» **Task prompt**
Extract the full set of records that follows, word for word.
==== Exercise materials ====
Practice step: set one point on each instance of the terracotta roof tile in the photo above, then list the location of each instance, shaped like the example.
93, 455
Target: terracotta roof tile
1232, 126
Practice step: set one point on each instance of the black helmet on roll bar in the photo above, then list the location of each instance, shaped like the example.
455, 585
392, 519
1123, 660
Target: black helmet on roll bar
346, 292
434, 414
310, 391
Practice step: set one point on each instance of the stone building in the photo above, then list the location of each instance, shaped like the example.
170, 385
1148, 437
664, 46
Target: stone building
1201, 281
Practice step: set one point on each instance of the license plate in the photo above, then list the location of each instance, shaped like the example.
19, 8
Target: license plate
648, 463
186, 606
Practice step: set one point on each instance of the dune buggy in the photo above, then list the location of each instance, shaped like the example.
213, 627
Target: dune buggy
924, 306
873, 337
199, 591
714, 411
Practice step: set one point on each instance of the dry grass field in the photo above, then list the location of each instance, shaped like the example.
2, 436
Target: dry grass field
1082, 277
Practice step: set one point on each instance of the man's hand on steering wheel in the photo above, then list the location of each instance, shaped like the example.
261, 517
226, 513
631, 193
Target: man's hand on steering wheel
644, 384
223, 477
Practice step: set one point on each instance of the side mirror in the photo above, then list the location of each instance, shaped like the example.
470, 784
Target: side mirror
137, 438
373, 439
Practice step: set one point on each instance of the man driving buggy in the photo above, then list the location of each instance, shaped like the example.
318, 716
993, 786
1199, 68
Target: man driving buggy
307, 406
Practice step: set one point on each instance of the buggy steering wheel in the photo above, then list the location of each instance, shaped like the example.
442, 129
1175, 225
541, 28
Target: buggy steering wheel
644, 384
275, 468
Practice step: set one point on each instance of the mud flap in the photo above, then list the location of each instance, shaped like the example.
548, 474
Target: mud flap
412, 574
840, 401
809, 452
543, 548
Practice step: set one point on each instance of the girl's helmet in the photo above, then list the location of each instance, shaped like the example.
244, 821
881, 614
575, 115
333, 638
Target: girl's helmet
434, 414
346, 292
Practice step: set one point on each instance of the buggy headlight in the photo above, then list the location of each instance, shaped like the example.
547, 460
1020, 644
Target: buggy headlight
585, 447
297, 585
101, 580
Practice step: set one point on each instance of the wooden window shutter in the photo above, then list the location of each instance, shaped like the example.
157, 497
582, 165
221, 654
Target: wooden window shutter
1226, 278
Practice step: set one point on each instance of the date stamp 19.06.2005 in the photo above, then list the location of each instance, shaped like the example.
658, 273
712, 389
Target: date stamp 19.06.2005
====
» **Exercise solution**
Practice step: set one point on each instance of the terracotta roof tile in the photo above, then list the location of each instance, shaped like the example.
93, 455
Target: terracotta roof tile
1232, 126
Practice step: set one point on each instance of the black helmet on roll bar in the photo above, then list the location of each instance, shaped like the example.
455, 585
392, 519
1123, 660
Target: black helmet on roll bar
346, 292
434, 414
310, 391
Practice step: set one point on each instance of the stone building in the photo above, then list the location of each instance, shaped like the example.
170, 385
1148, 437
664, 46
Target: stone building
1201, 281
Practice step: set one point on each instance of the license plate in the photo above, then list the location of each instance, shaped like the example.
19, 8
Target: license plate
648, 463
186, 606
Practice step: set one point on each instance of the dune buggy in the photo above, then list the location of each instance, shaped like the example.
213, 627
Target: dune buggy
924, 306
873, 337
199, 591
714, 411
Practice step: set one point on each instance of the dry grass field in the photo above, then list the location of each instance, shaped like the example.
2, 436
Target: dry grass field
1082, 277
Practice step: set one point on each instance of the man's hand on steering wheel in the photo above, then list the location of each instance, shaped like the example.
261, 517
226, 513
631, 193
Target: man's hand on steering wheel
644, 384
223, 477
Practice step: set one point on each instance of the side mirror in the photo above, then list the location of each instance, shaped like the example.
470, 784
Target: side mirror
137, 438
373, 439
Practice step: set one point on each instance of the man driving buggy in the photo above, then list the location of each instance, shaped like the example.
318, 716
993, 786
1199, 68
Target: man driving buggy
307, 406
Practice step: set one point on each instance of the buggy steering wheel in the photo above, then list the location of each instance, shaped like the example.
442, 129
1175, 225
541, 28
Target: buggy steering wheel
644, 384
275, 468
Practice step: set one point on each instance of the mud flap in the photo above, then list the location of each instance, shaped like the example.
548, 474
Target: mud flap
412, 574
840, 401
809, 452
543, 548
Practice step: set one point on each instance of the girl's helmet in the photo above, then list the location of each instance, shaped like the example.
244, 821
881, 614
575, 115
333, 638
Target: girl's helmet
434, 414
346, 292
Practice step: set one point on each instance of the buggy headlight in the photo above, then list the location of each instance, shaped like the example.
547, 460
1020, 644
Target: buggy headlight
585, 447
297, 585
101, 580
Practice step: set one point on each instance of the wooden window shutter in the photo above, then list the location of each instance, shaped like the example.
157, 497
582, 165
221, 654
Target: wooden window shutter
1226, 278
Practice step: set one point on each instance of the date stamp 19.06.2005 in the photo above, then list the location of each instance, shaped like the example.
658, 273
712, 389
Target: date stamp 19.06.2005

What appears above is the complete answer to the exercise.